**Text passage**

........

Understanding Black Religion and Politics in the Age of Emancipation
Perhaps you remember the 2008 ABC News compilation of short clips from the sermons of Jeremiah Wright, pastor of then-Democratic presidential candidate Barack Obama. The clips, which aired repeatedly, showed Wright calling for God’s judgment on the nation for the sins of racism and imperialism. The controversy lay not in the fact that a black church was politicized, not because his religion inspired political action, nor because he endorsed a candidate from the pulpit. No, Wright’s preaching proved controversial because of his ideas. He narrated God’s relationship to the nation in a way that challenged how many white Americans understood themselves, their nation, and their God.
Nineteenth-century black preachers and politicians made similar moves. Like Wright, they spoke often of God’s judgment and favor upon certain peoples. Consider William H. Hunter, a black Union chaplain who was in Wilmington, North Carolina, on the day of emancipation. On February 22, 1865, as black Union soldiers occupied the city, free and enslaved blacks lined the streets to cheer, dance, and celebrate. One woman spotted her son among the soldiers. He was one of many young men who had left home as slaves and now returned as liberators. Their presence meant the end of slavery. Marching with the soldiers was Chaplain Hunter who, like many of them, was born a slave in the area. He now returned with authority and good news. At a Methodist prayer service for the newly emancipated a few days later, an observer described Hunter as stretching “himself to his full size and displaying to the best advantage for a profound impression his fine uniform.” He announced that emancipation was the work of God and that Confederate defeat was God’s judgment against slaveholders. The congregation erupted in shouts of joy. To Hunter and many black Christians, emancipation marked the end of one era and the beginning of another. White southerners noticed.
In the days and weeks that followed, local whites reported profound changes in the city's black population. Wilmington’s leading white Methodist minister, Lingurn Burkhead, complained about their “exhibitions of the spirit of the newly acquired boon of freedom.” They flagrantly violated rules of deference to whites. Black women, for example, no longer ceded the sidewalk to white women. Burkhead mocked them, but for Hunter and the black congregants who soon after challenged Burkhead for control of the church and then organized conventions demanding equal citizenship, there was nothing laughable about their reversal of fortunes.

........

**Task set**
A. According to the passage on black religion and emancipation, why did Jeremiah Wright's preaching prove controversial?
B. In the passage on black religion and emancipation, on what date did black Union soldiers occupy Wilmington?

**Data lines**

........

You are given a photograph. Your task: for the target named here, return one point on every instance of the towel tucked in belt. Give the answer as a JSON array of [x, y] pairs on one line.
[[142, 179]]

........

**Solutions per task**
A. Wright's preaching proved controversial because of his ideas, not because his church was politicized, his religion inspired political action, or he endorsed a candidate from the pulpit. He described God's relationship to the nation in a way that challenged how many white Americans understood themselves, their nation, and their God.

B. February 22, 1865